> [Exercise aim] Please reproduce the material below between the lines holding "Dataset class: jersey sleeve" and "[216,32,235,50]", inclusive, substituting "shirt sleeve" for "jersey sleeve" and leaving everything else unchanged.

> [Data records]

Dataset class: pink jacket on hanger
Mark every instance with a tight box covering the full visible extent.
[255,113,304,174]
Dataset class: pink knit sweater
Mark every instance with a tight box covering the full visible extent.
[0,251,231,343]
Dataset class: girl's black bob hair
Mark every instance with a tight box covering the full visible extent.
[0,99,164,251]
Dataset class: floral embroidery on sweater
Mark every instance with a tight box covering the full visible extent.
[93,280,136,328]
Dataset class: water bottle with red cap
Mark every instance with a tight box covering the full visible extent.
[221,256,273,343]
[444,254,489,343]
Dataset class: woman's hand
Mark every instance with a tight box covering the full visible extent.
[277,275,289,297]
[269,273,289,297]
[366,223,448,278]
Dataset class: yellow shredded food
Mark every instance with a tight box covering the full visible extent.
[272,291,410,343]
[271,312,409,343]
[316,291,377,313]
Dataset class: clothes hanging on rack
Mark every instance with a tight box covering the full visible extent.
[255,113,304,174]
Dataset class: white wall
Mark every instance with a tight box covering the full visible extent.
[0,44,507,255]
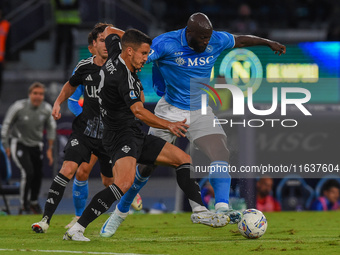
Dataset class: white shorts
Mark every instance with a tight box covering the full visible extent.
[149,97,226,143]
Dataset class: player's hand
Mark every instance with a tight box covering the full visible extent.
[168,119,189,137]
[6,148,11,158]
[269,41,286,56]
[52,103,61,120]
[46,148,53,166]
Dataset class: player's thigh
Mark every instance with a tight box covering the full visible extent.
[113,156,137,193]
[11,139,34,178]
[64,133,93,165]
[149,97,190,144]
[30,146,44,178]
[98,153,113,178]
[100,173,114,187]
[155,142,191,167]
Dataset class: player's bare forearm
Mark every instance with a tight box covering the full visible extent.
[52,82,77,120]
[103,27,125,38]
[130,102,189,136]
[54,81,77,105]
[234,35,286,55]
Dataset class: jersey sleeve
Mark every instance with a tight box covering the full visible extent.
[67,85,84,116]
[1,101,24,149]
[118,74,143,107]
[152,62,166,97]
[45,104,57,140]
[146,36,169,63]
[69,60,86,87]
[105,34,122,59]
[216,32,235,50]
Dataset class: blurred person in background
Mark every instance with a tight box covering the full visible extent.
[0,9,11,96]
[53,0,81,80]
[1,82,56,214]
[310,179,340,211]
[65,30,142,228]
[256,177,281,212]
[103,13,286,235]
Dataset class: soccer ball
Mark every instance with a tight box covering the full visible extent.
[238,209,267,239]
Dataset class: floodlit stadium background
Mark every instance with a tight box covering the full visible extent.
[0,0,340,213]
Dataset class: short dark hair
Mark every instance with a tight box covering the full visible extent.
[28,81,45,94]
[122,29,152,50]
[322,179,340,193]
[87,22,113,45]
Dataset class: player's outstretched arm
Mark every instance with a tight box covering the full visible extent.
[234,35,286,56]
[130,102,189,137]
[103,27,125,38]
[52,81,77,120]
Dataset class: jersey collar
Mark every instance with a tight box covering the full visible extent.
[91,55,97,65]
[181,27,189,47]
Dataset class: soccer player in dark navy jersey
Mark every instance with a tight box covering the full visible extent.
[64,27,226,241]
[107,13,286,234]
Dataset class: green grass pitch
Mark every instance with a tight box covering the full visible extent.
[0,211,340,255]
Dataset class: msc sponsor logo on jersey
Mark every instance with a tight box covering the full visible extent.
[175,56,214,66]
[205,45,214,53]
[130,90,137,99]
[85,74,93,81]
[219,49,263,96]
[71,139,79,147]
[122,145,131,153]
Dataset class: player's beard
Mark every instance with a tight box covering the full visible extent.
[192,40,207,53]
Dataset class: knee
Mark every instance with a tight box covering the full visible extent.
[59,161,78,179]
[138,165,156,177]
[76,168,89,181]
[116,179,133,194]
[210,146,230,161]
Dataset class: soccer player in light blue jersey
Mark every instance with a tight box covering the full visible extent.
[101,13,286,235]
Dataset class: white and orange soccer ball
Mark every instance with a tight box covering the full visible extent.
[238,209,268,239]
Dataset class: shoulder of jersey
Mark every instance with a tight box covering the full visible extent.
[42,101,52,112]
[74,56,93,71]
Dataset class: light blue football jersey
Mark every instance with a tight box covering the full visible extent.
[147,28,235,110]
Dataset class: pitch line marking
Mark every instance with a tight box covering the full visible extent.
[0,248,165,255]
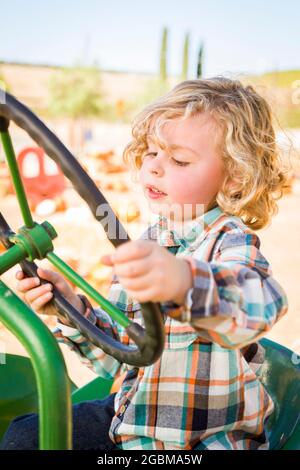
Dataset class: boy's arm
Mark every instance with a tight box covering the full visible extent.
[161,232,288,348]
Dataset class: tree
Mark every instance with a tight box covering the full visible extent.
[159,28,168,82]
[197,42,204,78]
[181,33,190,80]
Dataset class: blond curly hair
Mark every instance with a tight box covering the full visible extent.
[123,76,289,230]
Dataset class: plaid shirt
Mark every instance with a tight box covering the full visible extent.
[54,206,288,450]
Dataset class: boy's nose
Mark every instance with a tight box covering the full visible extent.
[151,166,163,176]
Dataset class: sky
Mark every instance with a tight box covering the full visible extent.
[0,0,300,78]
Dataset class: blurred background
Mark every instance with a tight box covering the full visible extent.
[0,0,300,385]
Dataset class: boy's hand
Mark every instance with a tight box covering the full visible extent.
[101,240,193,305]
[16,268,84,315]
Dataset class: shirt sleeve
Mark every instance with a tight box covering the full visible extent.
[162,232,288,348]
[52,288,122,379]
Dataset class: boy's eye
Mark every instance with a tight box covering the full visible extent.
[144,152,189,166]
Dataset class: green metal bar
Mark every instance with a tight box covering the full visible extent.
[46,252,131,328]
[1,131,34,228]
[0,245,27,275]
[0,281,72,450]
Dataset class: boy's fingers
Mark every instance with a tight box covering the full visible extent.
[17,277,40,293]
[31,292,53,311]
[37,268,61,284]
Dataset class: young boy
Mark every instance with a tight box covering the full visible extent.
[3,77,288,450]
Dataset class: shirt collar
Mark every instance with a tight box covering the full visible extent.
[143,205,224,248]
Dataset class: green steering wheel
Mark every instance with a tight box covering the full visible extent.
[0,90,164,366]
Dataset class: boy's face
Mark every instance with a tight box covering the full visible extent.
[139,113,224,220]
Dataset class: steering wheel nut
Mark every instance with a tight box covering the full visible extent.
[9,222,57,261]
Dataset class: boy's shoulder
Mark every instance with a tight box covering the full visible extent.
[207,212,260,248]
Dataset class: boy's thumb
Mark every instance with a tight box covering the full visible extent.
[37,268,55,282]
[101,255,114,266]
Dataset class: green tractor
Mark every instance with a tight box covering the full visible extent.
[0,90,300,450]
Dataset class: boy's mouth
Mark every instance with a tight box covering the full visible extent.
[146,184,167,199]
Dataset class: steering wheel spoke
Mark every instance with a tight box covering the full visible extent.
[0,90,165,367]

> [Solution to this task]
Dataset class: shirt sleeve
Mark every instance with a tight box covering the full visible extent.
[67,85,84,116]
[1,101,24,149]
[118,74,143,107]
[152,62,166,97]
[45,104,57,140]
[146,36,169,63]
[69,60,86,87]
[105,34,122,59]
[216,32,235,50]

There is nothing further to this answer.